TASK A: In the passage on art modeling, rewrite everything from "Ben Woitena says" down to "come on to her.", changing "cloth" to "towel".
TASK B: Transcribe the records exactly, everything from the line containing "# test: pointer marks one dot per instance of the wicker" down to the line containing "(1167, 716)".

Robin does both art and commercial modeling, and she has experienced a real difference between them.
"In glamour photography, you look right at the camera and it has that sex appeal," she says. "In art modeling, I want to maintain a kind of distance."
"Some of these men at the Art League just enjoy looking at women's nude bodies," says Gena, another model. "I've been asked a couple of times, can I take a picture of you, and I just say no. Flat out no. I'm not going to offer my services for free. I'm just not comfortable with that. There may be some, when they go home they get something of a sexual feeling from it, but I've never felt that when I'm modeling. I've never felt threatened sexually, or that I was being looked at sexually. I don't think I would have done it if I had felt that way, 'cause we're all sexual beings, but I don't feel like exploiting myself. Even though I feel somewhat alienated when I model, I don't think it has to do with the sexuality part of it."
Ben Woitena says he's had a few students, particularly religious students, who were uncomfortable with the nudity. "One woman did a male model with a cloth draped across his lap, when there wasn't a cloth. I asked her why, and she said because it was wrong. I told her no, you can't do that in here. Aesthetics has nothing to do with morality."
Tammy says that, surprisingly, in her seven years as a model, nobody has ever come on to her.
"The modeling is like being naked with your momma," she says. "When you're with the artists, it's a very pure and wonderful thing, and not sexual at all. By putting clothes on the models, it would put that sexual connotation in there.... We've never had one weirdo in the bunch. I was very much a victim a lot of times in sexual situations, just how women are treated normally. [In modeling] it was just like being a baby -- that purity and that love. I value their friendships more because it was so absent, because I know that's one place I can go and be safe.... They don't get all hung on a model any more than they would their brushes. They don't get any weird ideas about how their brushes feel, and they don't get weird on the models. Sometimes, you're like a vase."
I cannot be transferred so easily
on their large white paper pads.
Up here, away and removed from everyone...
only I can see what I really look like....
Oh, let them whisper,
I am invisible.
"From the Eyes of the Model," Gena M.

TASK MATERIAL:
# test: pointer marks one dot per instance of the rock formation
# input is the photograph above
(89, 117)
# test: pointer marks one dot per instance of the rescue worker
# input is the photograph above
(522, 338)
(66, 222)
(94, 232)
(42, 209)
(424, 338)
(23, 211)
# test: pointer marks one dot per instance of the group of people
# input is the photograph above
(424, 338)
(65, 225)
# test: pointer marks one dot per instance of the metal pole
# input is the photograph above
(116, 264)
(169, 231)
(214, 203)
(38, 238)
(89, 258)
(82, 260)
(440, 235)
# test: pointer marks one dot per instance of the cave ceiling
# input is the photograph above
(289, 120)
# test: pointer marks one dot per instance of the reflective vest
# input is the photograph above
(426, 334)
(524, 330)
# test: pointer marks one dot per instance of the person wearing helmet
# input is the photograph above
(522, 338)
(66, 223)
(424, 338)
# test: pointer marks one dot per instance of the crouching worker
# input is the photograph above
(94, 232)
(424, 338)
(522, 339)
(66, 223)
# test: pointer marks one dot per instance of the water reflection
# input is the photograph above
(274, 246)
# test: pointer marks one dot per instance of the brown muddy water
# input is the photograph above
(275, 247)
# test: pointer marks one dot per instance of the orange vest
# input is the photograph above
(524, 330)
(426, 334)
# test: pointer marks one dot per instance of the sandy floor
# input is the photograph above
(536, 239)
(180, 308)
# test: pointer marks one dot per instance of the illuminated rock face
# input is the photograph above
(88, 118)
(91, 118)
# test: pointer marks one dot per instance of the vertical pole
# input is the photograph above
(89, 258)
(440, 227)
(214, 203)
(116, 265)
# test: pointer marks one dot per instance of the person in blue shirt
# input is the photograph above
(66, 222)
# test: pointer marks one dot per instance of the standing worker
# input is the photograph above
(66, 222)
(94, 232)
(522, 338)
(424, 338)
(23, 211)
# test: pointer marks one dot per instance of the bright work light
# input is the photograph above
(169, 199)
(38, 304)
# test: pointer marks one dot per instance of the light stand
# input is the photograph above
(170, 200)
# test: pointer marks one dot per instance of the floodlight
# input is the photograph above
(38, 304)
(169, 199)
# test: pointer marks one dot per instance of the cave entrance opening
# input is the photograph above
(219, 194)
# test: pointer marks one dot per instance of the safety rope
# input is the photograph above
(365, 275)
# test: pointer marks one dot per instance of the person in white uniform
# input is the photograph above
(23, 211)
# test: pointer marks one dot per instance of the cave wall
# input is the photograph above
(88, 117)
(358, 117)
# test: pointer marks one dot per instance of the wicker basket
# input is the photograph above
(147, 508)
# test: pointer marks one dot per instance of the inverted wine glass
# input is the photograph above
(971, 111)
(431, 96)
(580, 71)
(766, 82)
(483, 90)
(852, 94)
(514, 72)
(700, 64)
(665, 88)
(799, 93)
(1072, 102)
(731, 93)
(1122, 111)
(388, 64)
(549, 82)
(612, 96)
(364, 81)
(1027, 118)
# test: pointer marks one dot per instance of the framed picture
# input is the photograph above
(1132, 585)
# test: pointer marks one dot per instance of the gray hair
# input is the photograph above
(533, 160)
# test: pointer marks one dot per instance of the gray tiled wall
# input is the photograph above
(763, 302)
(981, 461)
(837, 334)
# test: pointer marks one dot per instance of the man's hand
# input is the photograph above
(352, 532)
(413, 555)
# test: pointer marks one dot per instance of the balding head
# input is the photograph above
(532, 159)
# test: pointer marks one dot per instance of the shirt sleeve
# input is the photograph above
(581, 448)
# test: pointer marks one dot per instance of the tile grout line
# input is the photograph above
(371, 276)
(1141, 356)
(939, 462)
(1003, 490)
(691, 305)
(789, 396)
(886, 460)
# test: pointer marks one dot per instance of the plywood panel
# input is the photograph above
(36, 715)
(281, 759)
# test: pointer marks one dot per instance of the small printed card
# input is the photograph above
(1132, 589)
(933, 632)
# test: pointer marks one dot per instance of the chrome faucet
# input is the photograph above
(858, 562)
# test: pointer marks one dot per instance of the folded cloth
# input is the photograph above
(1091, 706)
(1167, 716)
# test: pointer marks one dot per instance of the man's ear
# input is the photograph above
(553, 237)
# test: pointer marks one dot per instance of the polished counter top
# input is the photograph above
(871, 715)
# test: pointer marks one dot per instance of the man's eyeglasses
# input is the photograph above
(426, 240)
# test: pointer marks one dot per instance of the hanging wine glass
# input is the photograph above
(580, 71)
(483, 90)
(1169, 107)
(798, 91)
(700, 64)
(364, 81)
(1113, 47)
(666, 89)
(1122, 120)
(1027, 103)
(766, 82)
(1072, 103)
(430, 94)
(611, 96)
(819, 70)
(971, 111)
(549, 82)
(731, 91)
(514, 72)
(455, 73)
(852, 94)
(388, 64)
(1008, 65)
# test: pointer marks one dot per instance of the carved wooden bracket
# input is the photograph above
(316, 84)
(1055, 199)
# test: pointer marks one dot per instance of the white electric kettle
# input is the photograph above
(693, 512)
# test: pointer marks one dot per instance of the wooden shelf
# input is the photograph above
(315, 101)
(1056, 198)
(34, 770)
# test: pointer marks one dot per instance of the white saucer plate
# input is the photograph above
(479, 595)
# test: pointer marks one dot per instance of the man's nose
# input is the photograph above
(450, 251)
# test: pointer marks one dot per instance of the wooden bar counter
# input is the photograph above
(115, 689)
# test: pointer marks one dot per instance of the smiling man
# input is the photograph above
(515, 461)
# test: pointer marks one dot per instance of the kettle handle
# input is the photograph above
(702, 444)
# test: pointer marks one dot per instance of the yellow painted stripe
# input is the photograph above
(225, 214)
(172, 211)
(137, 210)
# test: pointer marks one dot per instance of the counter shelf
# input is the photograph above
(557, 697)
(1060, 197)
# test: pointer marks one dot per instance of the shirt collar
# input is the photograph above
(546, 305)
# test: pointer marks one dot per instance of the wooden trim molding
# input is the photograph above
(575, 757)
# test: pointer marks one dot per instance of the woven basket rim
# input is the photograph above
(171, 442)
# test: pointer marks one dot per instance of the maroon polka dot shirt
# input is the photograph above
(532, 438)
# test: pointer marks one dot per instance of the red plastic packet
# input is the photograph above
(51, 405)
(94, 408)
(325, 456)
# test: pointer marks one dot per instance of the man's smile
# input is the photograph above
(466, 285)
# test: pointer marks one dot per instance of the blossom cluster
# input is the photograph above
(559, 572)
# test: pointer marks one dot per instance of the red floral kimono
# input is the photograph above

WORKED SOLUTION A:
Ben Woitena says he's had a few students, particularly religious students, who were uncomfortable with the nudity. "One woman did a male model with a towel draped across his lap, when there wasn't a towel. I asked her why, and she said because it was wrong. I told her no, you can't do that in here. Aesthetics has nothing to do with morality."
Tammy says that, surprisingly, in her seven years as a model, nobody has ever come on to her.

WORKED SOLUTION B:
# test: pointer marks one dot per instance of the wicker basket
# input is the photograph above
(147, 508)
# test: pointer marks one dot per instance of the inverted wine glass
# input is the photograph above
(971, 111)
(431, 96)
(580, 71)
(766, 82)
(483, 90)
(852, 94)
(514, 72)
(700, 64)
(665, 88)
(799, 93)
(1072, 102)
(731, 93)
(1122, 111)
(388, 64)
(549, 82)
(612, 96)
(364, 81)
(1027, 118)
# test: pointer marks one dot per instance of the framed picture
# input is the photograph above
(1132, 585)
# test: pointer marks one dot per instance of the gray hair
# input is the photograph above
(533, 160)
# test: pointer marks one dot per instance of the gray tiled wall
# input is the photograph above
(763, 302)
(981, 461)
(837, 334)
# test: pointer marks one dot per instance of the man's hand
# input is the photograph above
(352, 532)
(413, 555)
# test: pointer marks one dot per instance of the balding head
# input is the photograph above
(532, 159)
# test: pointer marks one dot per instance of the shirt sleeve
# input is the photograph above
(581, 448)
# test: pointer marks one dot per instance of the tile grout line
# input is the photograph above
(371, 276)
(1141, 356)
(939, 462)
(1003, 490)
(691, 305)
(789, 396)
(886, 460)
# test: pointer marks one dot per instance of the plywood panel
# input is the photograph above
(36, 715)
(281, 759)
# test: pointer marks one dot per instance of the small printed card
# input is the photograph above
(1132, 589)
(933, 632)
# test: pointer marks one dot per instance of the chrome faucet
# input is the photograph above
(858, 562)
# test: pointer marks one dot per instance of the folded cloth
# input is the photograph above
(1091, 706)
(1167, 716)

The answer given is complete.